◆ Problem ◆
Your task is to copy the listing exactly, with the pictures left out.

◆ Data shown ◆
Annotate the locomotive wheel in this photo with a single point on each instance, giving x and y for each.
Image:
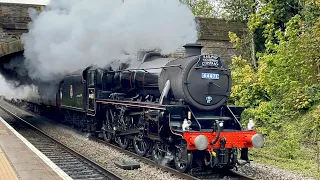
(140, 146)
(182, 166)
(123, 142)
(158, 152)
(107, 136)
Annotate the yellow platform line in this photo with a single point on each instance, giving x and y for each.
(6, 170)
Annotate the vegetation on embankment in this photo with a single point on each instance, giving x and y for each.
(276, 76)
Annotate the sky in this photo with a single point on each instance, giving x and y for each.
(41, 2)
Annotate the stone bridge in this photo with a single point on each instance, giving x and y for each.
(14, 21)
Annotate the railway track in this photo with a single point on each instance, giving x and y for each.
(72, 163)
(225, 175)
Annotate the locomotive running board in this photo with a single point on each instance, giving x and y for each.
(135, 104)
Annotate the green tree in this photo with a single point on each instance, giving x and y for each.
(201, 8)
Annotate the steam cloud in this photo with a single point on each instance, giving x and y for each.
(73, 34)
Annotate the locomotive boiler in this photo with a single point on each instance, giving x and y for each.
(165, 107)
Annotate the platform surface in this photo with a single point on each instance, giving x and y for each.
(19, 159)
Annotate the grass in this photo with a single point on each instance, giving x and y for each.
(304, 163)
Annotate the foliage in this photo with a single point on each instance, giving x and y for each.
(283, 92)
(200, 8)
(239, 10)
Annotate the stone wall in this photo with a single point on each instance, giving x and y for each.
(14, 19)
(214, 36)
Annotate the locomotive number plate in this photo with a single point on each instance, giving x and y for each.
(209, 76)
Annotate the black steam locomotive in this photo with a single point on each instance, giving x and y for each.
(164, 106)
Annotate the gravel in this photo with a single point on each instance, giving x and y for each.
(266, 172)
(107, 156)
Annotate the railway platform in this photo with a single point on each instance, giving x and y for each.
(19, 159)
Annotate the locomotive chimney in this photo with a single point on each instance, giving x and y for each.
(192, 49)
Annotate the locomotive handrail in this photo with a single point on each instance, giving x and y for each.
(234, 116)
(144, 69)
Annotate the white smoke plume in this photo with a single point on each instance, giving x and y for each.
(11, 92)
(72, 34)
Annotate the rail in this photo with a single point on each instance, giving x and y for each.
(107, 173)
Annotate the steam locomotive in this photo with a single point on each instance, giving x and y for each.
(165, 107)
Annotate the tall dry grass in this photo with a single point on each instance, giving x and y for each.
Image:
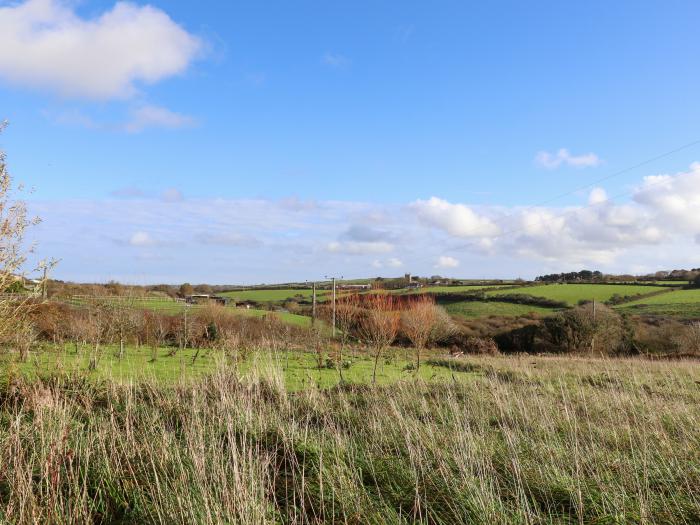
(536, 440)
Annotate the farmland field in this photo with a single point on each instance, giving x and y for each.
(555, 440)
(453, 289)
(573, 293)
(299, 369)
(262, 296)
(677, 303)
(172, 307)
(472, 309)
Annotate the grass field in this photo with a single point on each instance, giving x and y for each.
(172, 307)
(264, 296)
(535, 440)
(679, 303)
(573, 293)
(452, 289)
(299, 369)
(474, 309)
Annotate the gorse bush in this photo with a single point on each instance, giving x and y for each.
(545, 441)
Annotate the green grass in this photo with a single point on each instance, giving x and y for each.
(473, 309)
(168, 306)
(295, 319)
(573, 293)
(266, 296)
(677, 303)
(299, 369)
(452, 289)
(536, 440)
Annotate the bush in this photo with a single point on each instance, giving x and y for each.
(481, 345)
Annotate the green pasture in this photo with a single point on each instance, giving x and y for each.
(262, 296)
(474, 309)
(298, 369)
(676, 303)
(295, 319)
(169, 306)
(573, 293)
(453, 289)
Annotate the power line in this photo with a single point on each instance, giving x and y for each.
(584, 207)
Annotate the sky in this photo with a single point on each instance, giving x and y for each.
(251, 142)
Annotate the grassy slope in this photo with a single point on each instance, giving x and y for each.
(454, 289)
(573, 293)
(299, 369)
(262, 296)
(679, 303)
(536, 440)
(473, 309)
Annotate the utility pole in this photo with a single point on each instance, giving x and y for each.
(333, 317)
(594, 328)
(44, 284)
(313, 304)
(333, 306)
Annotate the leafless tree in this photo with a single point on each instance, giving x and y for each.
(379, 324)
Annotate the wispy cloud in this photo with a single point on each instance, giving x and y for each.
(446, 261)
(45, 44)
(149, 116)
(564, 158)
(242, 240)
(334, 60)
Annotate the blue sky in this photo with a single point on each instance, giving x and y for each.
(269, 141)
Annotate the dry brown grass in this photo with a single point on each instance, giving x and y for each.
(527, 440)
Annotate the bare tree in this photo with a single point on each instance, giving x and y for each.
(346, 319)
(99, 330)
(13, 224)
(379, 324)
(688, 340)
(418, 323)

◆ Finished exercise ◆
Annotate the locomotive wheel in this photo with a single point on each instance, giving x and y for each.
Image:
(140, 146)
(182, 166)
(123, 142)
(158, 152)
(107, 136)
Annotate the yellow platform line in this photo with a single point on each instance, giving x and y for each.
(6, 170)
Annotate the vegetation on embankment in this photo with a single point on each instance, giving x and y for each.
(276, 76)
Annotate the sky in this photo with a single point on each instance, giving x and y for each.
(41, 2)
Annotate the stone bridge in this photo with a single point on each instance, giving x and y for each.
(14, 21)
Annotate the railway track in this photo with a single point on each instance, giving x and y for each.
(72, 163)
(225, 175)
Annotate the locomotive running board in this photo with a single point on each instance, giving x and y for each.
(135, 104)
Annotate the green tree in this photo with a single point on each instance, giving x and y for each.
(201, 8)
Annotate the steam cloud in this photo with a single point on each instance, giving x and y for each.
(73, 34)
Annotate the locomotive boiler in this photo with a single point on each instance, giving x and y for each.
(165, 107)
Annotate the platform surface in this photo with a single point on each instance, giving x and y for each.
(19, 159)
Annotate the grass in this photo with a single point on each instance, giving x and y for each.
(304, 163)
Annotate the foliage in this photo with a single point on each instance, giving x and y for each.
(283, 92)
(200, 8)
(239, 10)
Annotate the stone wall in this photo with a single point on each instance, giving x and y for each.
(14, 19)
(214, 36)
Annotate the locomotive number plate in this photo with a single point on each instance, giving x and y for each.
(209, 76)
Annotate the black steam locomotive in this photo with a single point on each instance, giving x and y for each.
(164, 106)
Annotate the gravel in this photo with a single point on each instance, giving x and y for each.
(266, 172)
(107, 156)
Annotate the railway platform in this photo with a single point on each instance, giving x and y for each.
(19, 159)
Annotate the locomotive chimney in this photo with a single point on each instance, giving x and y for each.
(192, 49)
Annotate the locomotive handrail in this photo with a single point on each instance, giving x and y for each.
(234, 116)
(144, 69)
Annotate the white smoke plume in this photo with a single point on each instance, giving x and y for each.
(11, 92)
(72, 34)
Annotate the rail in this photo with a single point on each instance, giving x and y for each.
(107, 173)
Annotate the steam locomotive in this photo with a single point on each instance, giving x and y for each.
(165, 107)
Annotate the tall dry grass in this photo with a single point on each instance, giving x and y for each.
Image:
(536, 440)
Annotate the farmland field in this photo with a single point on each instance, giving x and y for each.
(555, 440)
(453, 289)
(573, 293)
(299, 369)
(262, 296)
(677, 303)
(172, 307)
(472, 309)
Annotate the grass field in this photo with a single point on each instance, giving x and y for each.
(172, 307)
(264, 296)
(535, 440)
(679, 303)
(573, 293)
(452, 289)
(299, 369)
(474, 309)
Annotate the gorse bush in this photo with a single point on each instance, giving x and y for each.
(545, 441)
Annotate the green grass in this photo with a single point on each instance, giving x and y for each.
(473, 309)
(168, 306)
(295, 319)
(573, 293)
(266, 296)
(677, 303)
(299, 369)
(452, 289)
(536, 440)
Annotate the bush in this photo with a single point on each instance, giving x and y for each.
(481, 345)
Annotate the green pasture in this photo with a single point on each instance, giving x and y for each.
(262, 296)
(474, 309)
(298, 369)
(676, 303)
(295, 319)
(169, 306)
(573, 293)
(453, 289)
Annotate the power line in this photo with a single point on each instance, giving x and y for each.
(584, 207)
Annotate the sky in this photo with a single point on each instance, giving x and y for each.
(251, 142)
Annotate the grassy slope in this photo with a single point on each instance, giving x and y for each.
(454, 289)
(573, 293)
(299, 369)
(262, 296)
(679, 303)
(536, 440)
(473, 309)
Annotate the utility pole in this photo with a single point on each instance, giving x and y for each.
(333, 317)
(594, 328)
(44, 284)
(313, 304)
(333, 306)
Annotate the leafless tree in this photo with a single point on each instance, giving x and y for each.
(379, 324)
Annotate the wispy cloud in this photo with a single point on each instance, giving x and y for each.
(446, 261)
(45, 44)
(149, 116)
(564, 158)
(242, 240)
(334, 60)
Annotate the blue sky in this photo with a single point on each instance, giving x and y for each.
(269, 141)
Annotate the dry brown grass in this photo with a single point on each instance, giving x and y for each.
(527, 440)
Annotate the bare tree in this photo with a single point on each instance, giving x and y for each.
(346, 319)
(99, 330)
(13, 224)
(379, 324)
(688, 340)
(418, 323)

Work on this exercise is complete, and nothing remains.